* _TASK DESCRIPTION_:
Count how many lines in the rows below contain the string "stone", and reply with that number alone.

[Start SUPPLIED DATA]

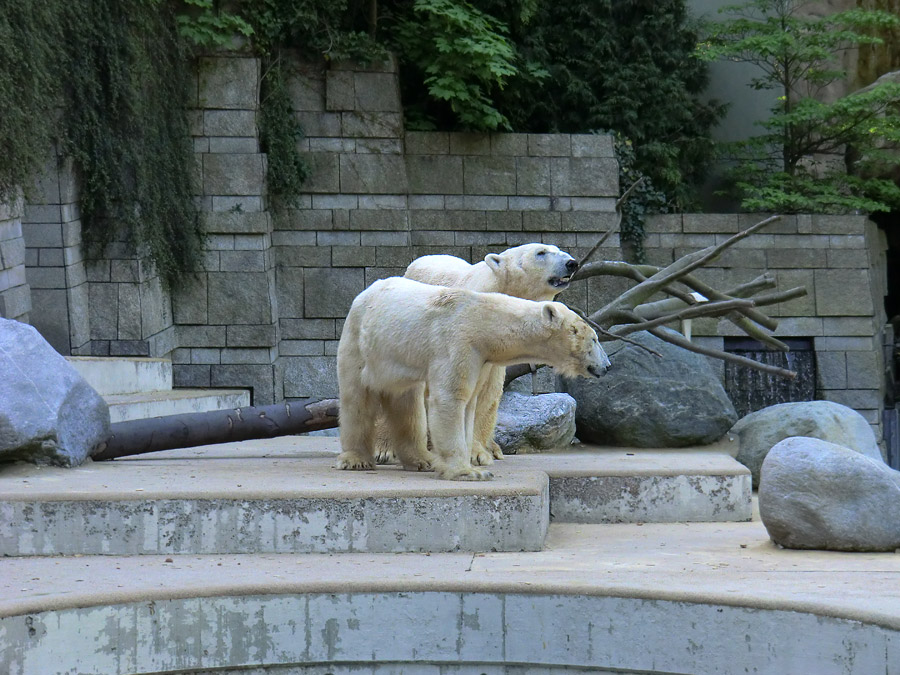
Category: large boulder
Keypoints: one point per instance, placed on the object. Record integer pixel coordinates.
(645, 401)
(48, 413)
(534, 423)
(815, 494)
(824, 420)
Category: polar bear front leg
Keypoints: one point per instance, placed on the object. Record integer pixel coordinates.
(447, 427)
(356, 421)
(484, 448)
(406, 428)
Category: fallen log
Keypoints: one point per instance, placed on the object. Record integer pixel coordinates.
(136, 437)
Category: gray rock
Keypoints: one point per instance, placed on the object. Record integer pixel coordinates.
(818, 495)
(824, 420)
(534, 423)
(649, 402)
(48, 413)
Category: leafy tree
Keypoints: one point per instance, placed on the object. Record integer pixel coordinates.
(625, 66)
(786, 168)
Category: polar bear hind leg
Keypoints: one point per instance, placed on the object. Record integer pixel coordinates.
(447, 426)
(405, 430)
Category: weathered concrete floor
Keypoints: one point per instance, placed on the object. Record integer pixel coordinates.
(733, 564)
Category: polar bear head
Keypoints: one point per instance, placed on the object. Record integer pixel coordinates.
(578, 352)
(532, 271)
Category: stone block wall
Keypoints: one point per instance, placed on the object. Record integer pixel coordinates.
(15, 294)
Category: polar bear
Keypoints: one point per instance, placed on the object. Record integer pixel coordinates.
(530, 271)
(403, 338)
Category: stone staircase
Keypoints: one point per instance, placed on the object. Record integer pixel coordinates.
(137, 388)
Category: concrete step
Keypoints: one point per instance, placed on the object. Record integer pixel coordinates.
(115, 376)
(124, 407)
(284, 496)
(673, 598)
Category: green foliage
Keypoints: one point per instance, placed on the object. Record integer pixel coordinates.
(461, 55)
(279, 134)
(30, 93)
(643, 200)
(782, 168)
(627, 66)
(205, 25)
(126, 128)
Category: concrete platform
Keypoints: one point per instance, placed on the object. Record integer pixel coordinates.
(238, 500)
(284, 496)
(654, 598)
(136, 406)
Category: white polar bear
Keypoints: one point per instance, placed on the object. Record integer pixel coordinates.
(403, 338)
(530, 271)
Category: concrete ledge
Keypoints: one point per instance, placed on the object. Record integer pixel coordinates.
(599, 485)
(700, 598)
(289, 505)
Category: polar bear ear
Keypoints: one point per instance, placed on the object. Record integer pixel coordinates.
(551, 315)
(493, 261)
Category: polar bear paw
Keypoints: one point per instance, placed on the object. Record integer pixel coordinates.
(385, 456)
(480, 456)
(465, 473)
(351, 461)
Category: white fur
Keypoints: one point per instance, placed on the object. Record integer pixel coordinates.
(403, 338)
(530, 271)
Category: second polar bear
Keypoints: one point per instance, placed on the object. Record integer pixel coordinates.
(530, 271)
(403, 338)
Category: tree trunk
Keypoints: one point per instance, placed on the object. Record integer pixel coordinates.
(136, 437)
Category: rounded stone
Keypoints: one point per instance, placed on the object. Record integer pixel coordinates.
(819, 495)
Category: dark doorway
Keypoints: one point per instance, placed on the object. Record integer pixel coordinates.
(751, 390)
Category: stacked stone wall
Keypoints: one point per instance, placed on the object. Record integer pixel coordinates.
(15, 295)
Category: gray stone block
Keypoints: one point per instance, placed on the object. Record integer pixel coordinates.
(42, 235)
(794, 257)
(489, 175)
(426, 143)
(584, 177)
(533, 176)
(310, 376)
(339, 90)
(130, 326)
(447, 220)
(337, 238)
(592, 145)
(316, 124)
(248, 356)
(373, 174)
(233, 145)
(377, 92)
(233, 174)
(306, 87)
(434, 174)
(239, 298)
(509, 145)
(242, 261)
(372, 125)
(822, 224)
(354, 256)
(468, 143)
(307, 329)
(229, 123)
(228, 83)
(201, 336)
(258, 378)
(843, 293)
(549, 145)
(710, 222)
(380, 219)
(328, 293)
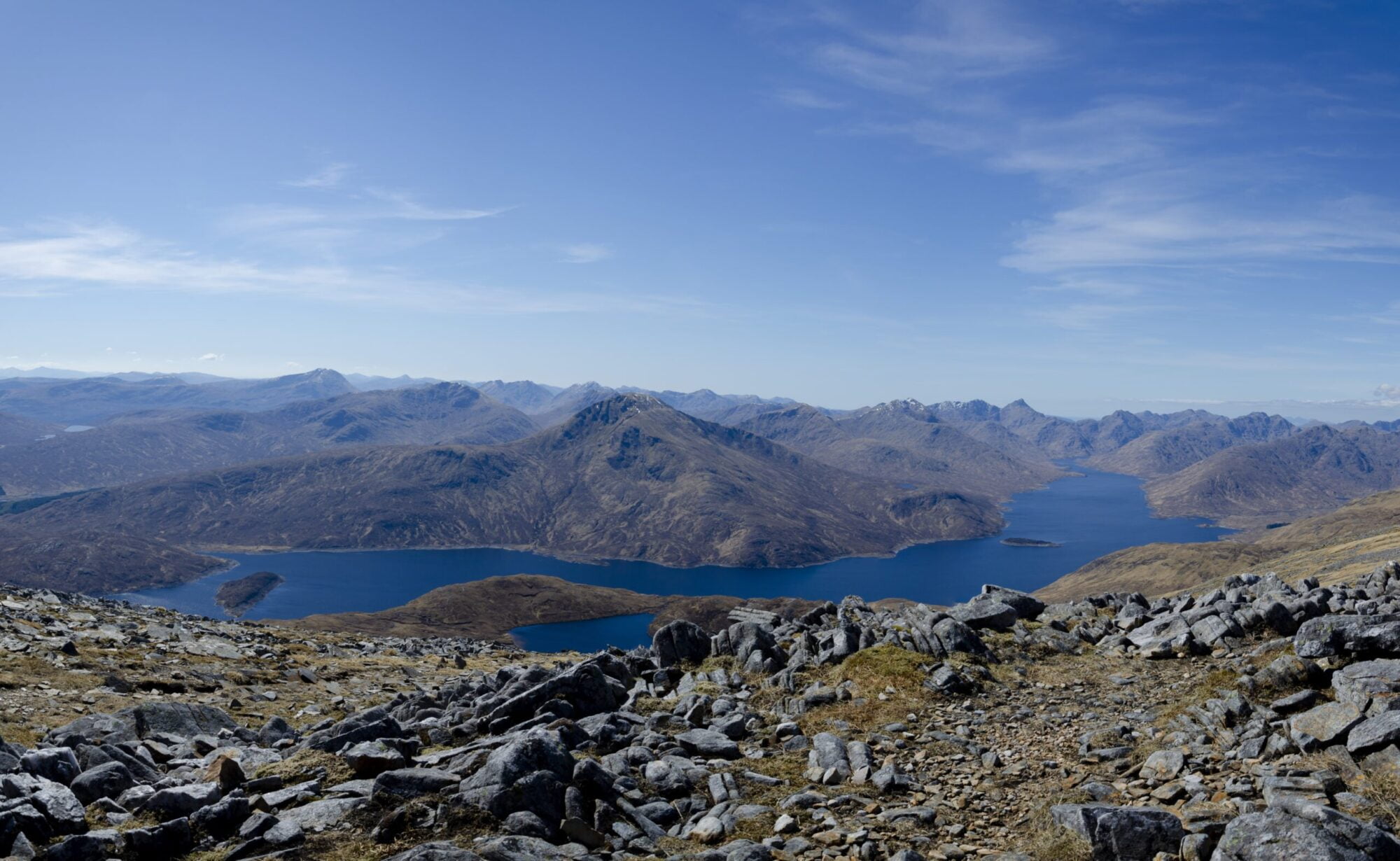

[End SUPPLIED DATA]

* _WRITTEN SOLUTION_:
5